## What is expected
Write out, word for word, the stretch of the ROC curve text from "By tradition, the" through "from a bad one?".

## Text section
Stats
ROC.
Dear Professor Mean, I was at a meeting in Belgium and the buzz statistic
was ROC Analysis. I think it stands for Receiver Operating Characteristic
curve. It seems to be used for predictive values. I seemed to be a lone ranger
in not understanding as they were showing in several presentations "by this
curve you can see this is good or bad" and they didn't look very different. Do
you have a simple explanation about ROC curves?
To understand an ROC curve, you first have to accept the fact that MDs like
to ruin a nice continuous outcome measure by turning it into a dichotomy. For
example, doctors have measured the S100 protein in serum and found that
higher values tend to be associated with Creutzfeldt-Jakob disease. The
median value is 395 pg/ml for the 108 patients with the disease and only 109
pg/ml for the 74 patients without the disease. The doctors set a cut off of
213 pg/ml, even though they realized that 22.2% of the diseased patients had
values below the cut off and 18.9% of the disease-free patients had values
above the cut off.
The two percentages listed above are the false negative and false positive
rates, respectively. If we lowered the cut off value, we would decrease the
false negative rate probability, but we would also increase the false
positive rate. Similarly, if we raised the cut off, we would decrease the
false positive rate, but we would increase the false negative rate.
Short explanation
An ROC curve is a graphical representation of the trade off between the
false negative and false positive rates for every possible cut off.
Equivalently, the ROC curve is the representation of the tradeoffs between
sensitivity (Sn) and specificity (Sp).
By tradition, the plot shows the false positive rate on the X axis and 1 -
the false negative rate on the Y axis. You could also describe this as a plot
with 1-Sp on the X axis and Sn on the Y axis.
So how can you tell a good ROC curve from a bad one?
All ROC curves are good, it is the diagnostic test which can be good or
bad. A good diagnostic test is one that has small false positive and false
negative rates across a reasonable range of cut off values. A bad diagnostic
test is one where the only cut offs that make the false positive rate low
have a high false negative rate and vice versa.
We are usually happy when the ROC curve climbs rapidly towards upper left
hand corner of the graph. This means that 1- the false negative rate is high
and the false positive rate is low. We are less happy when the ROC curve
follows a diagonal path from the lower left hand corner to the upper right
hand corner. This means that every improvement in false positive rate is
matched by a corresponding decline in the false negative rate.
You can quantify how quickly the ROC curve rises to the upper left hand
corner by measuring the area under the curve. The larger the area, the better
the diagnostic test. If the area is 1.0, you have an ideal test, because it
achieves both 100% sensitivity and 100% specificity. If the area is 0.5, then
you have a test which has effectively 50% sensitivity and 50% specificity.
This is a test that is no better than flipping a coin. In practice, a
diagnostic test is going to have an area somewhere between these two
extremes. The closer the area is to 1.0, the better the test is, and the
closer the area is to 0.5, the worse the test is.

## Extracted material

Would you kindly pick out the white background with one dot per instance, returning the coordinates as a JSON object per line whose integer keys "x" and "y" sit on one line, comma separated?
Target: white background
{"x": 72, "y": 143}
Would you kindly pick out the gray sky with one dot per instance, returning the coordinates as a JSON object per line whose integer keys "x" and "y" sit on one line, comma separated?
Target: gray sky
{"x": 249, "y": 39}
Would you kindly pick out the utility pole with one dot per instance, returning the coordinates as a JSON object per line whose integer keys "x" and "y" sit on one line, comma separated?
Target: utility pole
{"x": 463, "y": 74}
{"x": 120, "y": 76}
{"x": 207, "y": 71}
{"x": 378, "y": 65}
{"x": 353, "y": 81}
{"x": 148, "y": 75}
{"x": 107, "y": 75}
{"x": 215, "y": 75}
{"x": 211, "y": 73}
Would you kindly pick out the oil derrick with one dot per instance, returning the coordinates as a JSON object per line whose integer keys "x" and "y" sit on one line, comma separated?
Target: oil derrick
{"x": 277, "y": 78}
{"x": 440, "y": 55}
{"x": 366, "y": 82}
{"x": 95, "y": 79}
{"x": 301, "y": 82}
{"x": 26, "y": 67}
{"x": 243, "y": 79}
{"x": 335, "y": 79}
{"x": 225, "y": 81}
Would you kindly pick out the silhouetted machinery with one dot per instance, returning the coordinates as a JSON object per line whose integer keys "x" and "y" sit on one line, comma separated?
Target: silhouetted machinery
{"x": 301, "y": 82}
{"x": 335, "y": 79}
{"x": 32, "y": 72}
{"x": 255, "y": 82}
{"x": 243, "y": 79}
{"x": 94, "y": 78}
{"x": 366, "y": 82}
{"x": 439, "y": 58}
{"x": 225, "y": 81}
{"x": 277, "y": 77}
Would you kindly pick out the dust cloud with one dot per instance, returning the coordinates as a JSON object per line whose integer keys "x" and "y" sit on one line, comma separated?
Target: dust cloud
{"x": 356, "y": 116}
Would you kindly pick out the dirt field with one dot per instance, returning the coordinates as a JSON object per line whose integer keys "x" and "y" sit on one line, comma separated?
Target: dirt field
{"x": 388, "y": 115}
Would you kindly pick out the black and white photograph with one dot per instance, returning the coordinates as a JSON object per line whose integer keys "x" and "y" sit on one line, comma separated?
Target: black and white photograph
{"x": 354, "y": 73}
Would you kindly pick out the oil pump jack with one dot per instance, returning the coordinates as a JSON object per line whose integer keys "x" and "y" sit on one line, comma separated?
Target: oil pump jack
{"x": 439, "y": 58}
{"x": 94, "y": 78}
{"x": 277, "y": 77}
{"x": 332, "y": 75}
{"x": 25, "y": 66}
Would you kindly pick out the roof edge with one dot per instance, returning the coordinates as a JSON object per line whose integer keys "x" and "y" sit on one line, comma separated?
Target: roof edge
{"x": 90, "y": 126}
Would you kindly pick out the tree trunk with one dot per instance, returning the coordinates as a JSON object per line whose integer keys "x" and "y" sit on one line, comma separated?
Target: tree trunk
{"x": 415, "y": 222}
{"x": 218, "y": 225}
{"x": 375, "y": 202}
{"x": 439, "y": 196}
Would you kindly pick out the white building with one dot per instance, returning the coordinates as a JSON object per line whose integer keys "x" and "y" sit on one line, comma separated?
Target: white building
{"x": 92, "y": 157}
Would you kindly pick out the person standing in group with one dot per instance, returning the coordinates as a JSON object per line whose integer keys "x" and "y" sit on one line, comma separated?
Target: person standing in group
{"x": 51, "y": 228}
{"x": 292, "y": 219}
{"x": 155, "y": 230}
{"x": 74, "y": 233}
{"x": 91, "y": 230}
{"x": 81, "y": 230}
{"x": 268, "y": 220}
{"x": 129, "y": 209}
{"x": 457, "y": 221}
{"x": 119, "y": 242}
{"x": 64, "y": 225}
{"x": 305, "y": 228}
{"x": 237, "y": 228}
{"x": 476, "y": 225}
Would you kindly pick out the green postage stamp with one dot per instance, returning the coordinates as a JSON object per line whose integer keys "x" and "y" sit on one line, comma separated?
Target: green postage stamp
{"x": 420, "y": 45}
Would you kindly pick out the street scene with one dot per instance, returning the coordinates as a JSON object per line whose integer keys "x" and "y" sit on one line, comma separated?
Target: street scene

## Answer to this exercise
By tradition, the plot shows the false positive rate on the X axis and 1 -
the false negative rate on the Y axis. You could also describe this as a plot
with 1-Sp on the X axis and Sn on the Y axis.
So how can you tell a good ROC curve from a bad one?